• PROVIDED DATA:
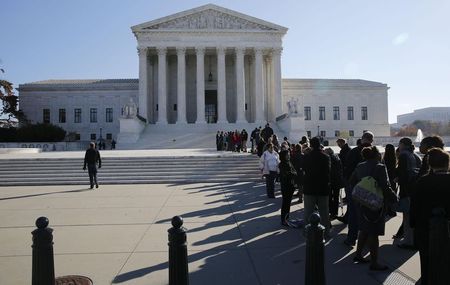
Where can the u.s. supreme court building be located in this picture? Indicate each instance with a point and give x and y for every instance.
(208, 68)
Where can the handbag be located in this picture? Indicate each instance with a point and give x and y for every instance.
(368, 193)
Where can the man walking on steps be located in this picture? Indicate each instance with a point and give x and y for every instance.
(91, 158)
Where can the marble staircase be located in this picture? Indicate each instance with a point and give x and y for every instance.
(131, 170)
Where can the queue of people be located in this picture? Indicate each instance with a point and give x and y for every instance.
(406, 183)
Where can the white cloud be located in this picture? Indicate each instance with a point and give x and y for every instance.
(400, 39)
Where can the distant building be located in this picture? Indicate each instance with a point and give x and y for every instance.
(435, 114)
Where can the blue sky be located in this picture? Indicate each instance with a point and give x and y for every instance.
(404, 43)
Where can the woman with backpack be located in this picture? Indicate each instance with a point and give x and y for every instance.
(371, 221)
(407, 172)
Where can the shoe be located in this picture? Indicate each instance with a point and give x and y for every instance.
(406, 246)
(349, 243)
(378, 267)
(360, 260)
(342, 219)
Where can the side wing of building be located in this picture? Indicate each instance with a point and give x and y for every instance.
(88, 108)
(339, 107)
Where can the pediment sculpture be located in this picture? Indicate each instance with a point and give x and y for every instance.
(210, 19)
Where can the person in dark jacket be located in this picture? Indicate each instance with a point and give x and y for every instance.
(288, 176)
(353, 158)
(426, 144)
(317, 183)
(336, 182)
(431, 191)
(345, 149)
(91, 159)
(371, 223)
(408, 168)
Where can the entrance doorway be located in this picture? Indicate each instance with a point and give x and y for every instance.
(211, 106)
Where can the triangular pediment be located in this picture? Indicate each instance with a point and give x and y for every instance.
(209, 17)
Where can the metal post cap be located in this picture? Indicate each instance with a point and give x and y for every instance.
(314, 219)
(177, 222)
(42, 222)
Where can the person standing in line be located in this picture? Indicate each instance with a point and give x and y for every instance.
(288, 176)
(426, 144)
(431, 192)
(353, 158)
(269, 166)
(336, 182)
(317, 183)
(407, 172)
(91, 159)
(371, 223)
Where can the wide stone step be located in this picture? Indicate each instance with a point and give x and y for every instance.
(68, 171)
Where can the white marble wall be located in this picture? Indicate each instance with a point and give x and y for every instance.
(341, 93)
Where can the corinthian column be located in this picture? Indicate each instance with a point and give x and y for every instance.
(200, 54)
(143, 82)
(276, 64)
(162, 86)
(259, 96)
(221, 87)
(240, 90)
(181, 88)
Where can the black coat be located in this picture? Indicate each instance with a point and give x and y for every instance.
(431, 191)
(317, 173)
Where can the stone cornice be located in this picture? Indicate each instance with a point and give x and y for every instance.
(207, 17)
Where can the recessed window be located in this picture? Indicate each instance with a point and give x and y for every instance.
(336, 114)
(321, 113)
(364, 115)
(350, 116)
(77, 116)
(108, 115)
(62, 115)
(307, 113)
(93, 115)
(46, 116)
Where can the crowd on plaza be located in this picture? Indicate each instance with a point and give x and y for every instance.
(376, 186)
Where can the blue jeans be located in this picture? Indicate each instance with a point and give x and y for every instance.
(92, 169)
(353, 228)
(270, 183)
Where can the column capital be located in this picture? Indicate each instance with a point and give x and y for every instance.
(161, 50)
(142, 50)
(221, 49)
(240, 51)
(181, 51)
(277, 51)
(258, 51)
(200, 49)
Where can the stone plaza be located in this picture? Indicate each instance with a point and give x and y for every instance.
(117, 234)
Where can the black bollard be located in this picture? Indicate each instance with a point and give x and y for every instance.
(315, 244)
(438, 260)
(43, 272)
(178, 261)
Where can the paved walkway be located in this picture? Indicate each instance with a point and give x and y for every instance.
(117, 234)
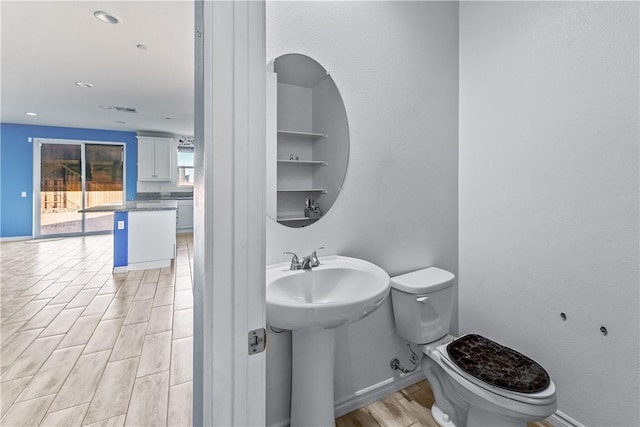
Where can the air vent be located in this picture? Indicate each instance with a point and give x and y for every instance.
(126, 109)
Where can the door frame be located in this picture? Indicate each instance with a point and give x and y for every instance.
(229, 204)
(37, 157)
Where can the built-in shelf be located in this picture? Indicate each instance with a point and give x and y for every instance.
(305, 134)
(302, 190)
(303, 162)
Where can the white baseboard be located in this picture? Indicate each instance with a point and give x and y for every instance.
(15, 239)
(560, 419)
(376, 392)
(368, 395)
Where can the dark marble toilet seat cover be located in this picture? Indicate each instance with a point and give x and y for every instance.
(497, 365)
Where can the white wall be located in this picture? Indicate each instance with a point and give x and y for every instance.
(549, 193)
(400, 200)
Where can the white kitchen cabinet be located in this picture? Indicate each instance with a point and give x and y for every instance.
(154, 159)
(151, 238)
(184, 221)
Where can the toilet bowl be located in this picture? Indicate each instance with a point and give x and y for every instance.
(475, 381)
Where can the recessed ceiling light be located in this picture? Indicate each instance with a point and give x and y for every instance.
(106, 17)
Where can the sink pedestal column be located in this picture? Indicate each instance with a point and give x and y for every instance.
(312, 358)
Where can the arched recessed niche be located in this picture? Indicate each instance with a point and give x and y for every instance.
(307, 141)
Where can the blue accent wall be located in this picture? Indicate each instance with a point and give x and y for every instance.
(16, 169)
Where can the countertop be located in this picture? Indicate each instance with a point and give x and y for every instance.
(136, 205)
(174, 195)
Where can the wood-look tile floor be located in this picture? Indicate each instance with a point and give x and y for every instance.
(408, 407)
(82, 346)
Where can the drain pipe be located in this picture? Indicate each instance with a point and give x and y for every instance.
(415, 359)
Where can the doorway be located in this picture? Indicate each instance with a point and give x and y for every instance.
(71, 176)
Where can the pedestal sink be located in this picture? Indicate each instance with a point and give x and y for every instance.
(312, 304)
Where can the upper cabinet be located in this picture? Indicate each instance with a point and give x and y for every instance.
(307, 141)
(154, 158)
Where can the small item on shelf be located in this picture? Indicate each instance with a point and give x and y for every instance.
(312, 209)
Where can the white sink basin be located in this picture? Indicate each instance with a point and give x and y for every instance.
(313, 303)
(339, 291)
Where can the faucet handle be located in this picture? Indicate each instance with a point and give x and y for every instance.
(314, 257)
(295, 261)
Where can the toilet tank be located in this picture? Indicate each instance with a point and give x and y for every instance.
(422, 304)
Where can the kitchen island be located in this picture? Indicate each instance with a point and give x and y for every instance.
(144, 234)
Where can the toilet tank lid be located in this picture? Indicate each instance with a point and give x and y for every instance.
(423, 281)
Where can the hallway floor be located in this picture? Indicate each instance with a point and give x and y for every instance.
(83, 346)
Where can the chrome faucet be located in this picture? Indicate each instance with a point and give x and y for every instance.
(312, 260)
(295, 262)
(307, 262)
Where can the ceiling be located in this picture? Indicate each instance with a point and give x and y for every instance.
(49, 46)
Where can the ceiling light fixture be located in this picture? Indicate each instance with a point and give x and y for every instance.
(106, 17)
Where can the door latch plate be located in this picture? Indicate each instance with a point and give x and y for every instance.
(257, 341)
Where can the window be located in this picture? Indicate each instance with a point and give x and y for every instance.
(185, 166)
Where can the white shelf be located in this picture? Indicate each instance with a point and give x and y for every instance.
(304, 134)
(303, 162)
(302, 190)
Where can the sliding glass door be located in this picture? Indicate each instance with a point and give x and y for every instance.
(72, 176)
(104, 178)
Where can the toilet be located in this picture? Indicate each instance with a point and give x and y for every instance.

• HOW TO COMPLETE THIS TASK:
With the pictures omitted, give every line above again exactly.

• SOLUTION FOR THIS TASK:
Where can the u.s. supreme court building be located in this picture? Indicate each instance with a point and give x and y for every instance.
(208, 68)
Where can the handbag be located in this picture? Indicate each instance with a point and give x and y for every instance.
(368, 193)
Where can the man walking on steps be located in this picture? Indicate each instance with a point and give x and y for every instance.
(91, 158)
Where can the marble staircase be located in this picture? Indicate each instance with a point and give x and y for every instance.
(131, 170)
Where can the queue of people be located in this picture? Indicate each instance with a point and give x and y for every instance.
(406, 183)
Where can the white cloud be located in this picture? Indicate each instance with a point and give x and y for every instance.
(400, 39)
Where can the distant building be located in this picture? Indicate each instance with a point and give x and y for every instance.
(435, 114)
Where can the blue sky be located in this picture? Indicate each instance with a point and give x and y for every instance.
(404, 43)
Where can the woman with backpack be located in this picture? Indicate each instance with a point and give x and y for every instance.
(371, 221)
(407, 172)
Where can the shoe be located in this picture? Indicate each instance with a point and give x and y for every instance.
(406, 246)
(349, 243)
(378, 267)
(360, 260)
(342, 219)
Where can the side wing of building be located in this picture? Indicate each instance with a point and give x and y for every instance.
(88, 108)
(339, 107)
Where can the pediment sculpture be located in this picture? Indicate each instance with a point and give x and y for every instance.
(210, 19)
Where can the person in dark jacket be located in this picture? Indicate each instance with a point and give x and y for every instance.
(288, 176)
(353, 158)
(426, 144)
(317, 183)
(336, 182)
(431, 191)
(345, 149)
(91, 159)
(371, 223)
(408, 168)
Where can the entrance doorway be located in this picture? Indicate each instance with a point and give x and y for every instance.
(211, 106)
Where can the triangular pediment be located in this picture? Indicate each instance with a point and give x and y for every instance.
(209, 17)
Where can the metal post cap be located in this picture? Indicate each instance with a point and give x and y for every instance.
(314, 219)
(177, 222)
(42, 222)
Where can the person standing in line be located in this picture? Indicate each instance with a point and give x and y for every instance.
(288, 176)
(426, 144)
(431, 192)
(353, 158)
(269, 166)
(336, 182)
(317, 183)
(407, 172)
(91, 159)
(371, 223)
Where can the wide stone step be located in this picture? Indicate each instance with a point and give x and y for every instance.
(68, 171)
Where can the white marble wall be located in this picture? Indicate each instance with a point and give x and y for every instance.
(341, 93)
Where can the corinthian column be located in this picture? Indicate each instance with a point and give x and y for every instance.
(200, 54)
(143, 82)
(276, 64)
(162, 86)
(259, 96)
(221, 87)
(240, 90)
(181, 88)
Where can the black coat be located in this picture? Indicate each instance with a point and give x and y for every instance.
(431, 191)
(317, 173)
Where can the stone cornice be located in this picture? Indicate each instance with a point and give x and y for every instance.
(207, 17)
Where can the recessed window be located in this picture? Indicate each instance with a point and give x and y for every instance.
(336, 114)
(321, 113)
(364, 115)
(350, 116)
(77, 116)
(108, 115)
(62, 115)
(307, 113)
(93, 115)
(46, 116)
Where can the crowd on plaza be located in this picture? Indicate each instance with a point and give x and y for every instance.
(376, 186)
Where can the blue jeans be located in this picture? Indicate each instance with a point and give x and y for every instance.
(92, 169)
(353, 228)
(270, 183)
Where can the column capital be located in this picture? Indicate each instance with a point and give x and y for every instance.
(161, 50)
(142, 50)
(221, 49)
(240, 51)
(181, 51)
(277, 51)
(258, 51)
(200, 49)
Where can the stone plaza be located in this picture? Indicate each instance with a point and give x and y for every instance.
(117, 234)
Where can the black bollard be located in this picture? Indicate each instance with a point and give x and y for every instance.
(315, 244)
(438, 260)
(43, 272)
(178, 261)
Where can the paved walkway be located in this picture? Indicate each instance with a point and give x and y for every instance.
(117, 234)
Where can the air vent be located in this picture? Indicate each instance with a point and give x and y for every instance.
(126, 109)
Where can the door frame be located in this picture? Indicate each instance with a point and give x and y for every instance.
(229, 204)
(37, 157)
Where can the built-in shelf be located in this picture? Indicate each instance with a point and give x and y for every instance.
(305, 134)
(302, 190)
(303, 162)
Where can the white baseboard be located in this picture? Indicate each instance with a point and give x and y for every instance.
(15, 239)
(560, 419)
(376, 392)
(368, 395)
Where can the dark marble toilet seat cover be located in this picture? Indicate each instance with a point and give x and y for every instance.
(497, 365)
Where can the white wall be located in this picture? Indicate each instance with a point and give x and y for every instance.
(549, 193)
(400, 200)
Where can the white kitchen cabinet be located in this picture? Indicate each instance with a point and give x and y for every instance.
(154, 159)
(151, 238)
(184, 221)
Where can the toilet bowl be located in this picture? Indicate each instance with a point and give x and y for every instance.
(475, 381)
Where can the recessed ceiling light be located in this picture? Indicate each instance with a point and give x and y for every instance.
(106, 17)
Where can the sink pedestal column be located in this picture? Indicate each instance with a point and give x and y for every instance.
(312, 358)
Where can the arched recessed niche be located in this picture? Indicate each instance with a point and give x and y for every instance.
(307, 141)
Where can the blue accent wall be located in this picture? Indicate each instance with a point and give x and y for every instance.
(16, 169)
Where can the countertop be located in this picture? Indicate each instance with a point and give x and y for every instance.
(136, 205)
(174, 195)
Where can the wood-look tile floor be located in this picture? Indicate each instance with a point and give x and y for every instance.
(408, 407)
(82, 346)
Where can the drain pipe be located in this picture? Indicate each instance with a point and give x and y for every instance.
(415, 359)
Where can the doorway be located in this picture? Indicate each instance with a point and give x and y for every instance.
(71, 176)
Where can the pedestal sink be located in this picture? Indicate each instance with a point and give x and y for every instance.
(312, 304)
Where can the upper cabinet be located in this picture? Indicate each instance with a point and give x and y for every instance.
(307, 141)
(154, 158)
Where can the small item on shelf be located in this picture? Indicate each instance with a point and give x and y for every instance.
(312, 209)
Where can the white sink basin be located in this picture? Indicate each instance with a point and give x and y for every instance.
(313, 303)
(339, 291)
Where can the faucet handle be located in this picture? Indicate each instance with a point and give x and y for every instance.
(314, 257)
(295, 261)
Where can the toilet tank be located in this picture? Indicate each instance with a point and give x and y for every instance.
(422, 304)
Where can the kitchen island be located in this picture? Indicate each instance with a point and give x and y for every instance.
(144, 234)
Where can the toilet tank lid be located in this picture? Indicate each instance with a point and give x and y for every instance.
(423, 281)
Where can the hallway floor be located in this picture? Indicate each instance with a point and give x and y for every instance.
(83, 346)
Where can the chrome faucet be located in this picture? Indicate each instance with a point and give x and y for every instance.
(312, 260)
(295, 262)
(307, 262)
Where can the ceiling be located in this picture? Indicate each instance with a point and give x and y for every instance.
(49, 46)
Where can the ceiling light fixture be located in this picture? Indicate each instance with a point and give x and y for every instance.
(106, 17)
Where can the door latch plate be located in this picture? Indicate each instance with a point and give x and y for every instance.
(257, 341)
Where can the window be located in this picture? Indicate each instance with a point and give x and y for every instance.
(185, 166)
Where can the white shelf be located in this picture? Indicate each instance with a point and give x and y for every instance.
(304, 134)
(303, 162)
(302, 190)
Where can the sliding glass door be located in this picture? Indicate each instance with a point and give x and y for every instance.
(72, 176)
(104, 178)
Where can the toilet be located in this picture? Indicate each instance with a point and give x and y for every instance.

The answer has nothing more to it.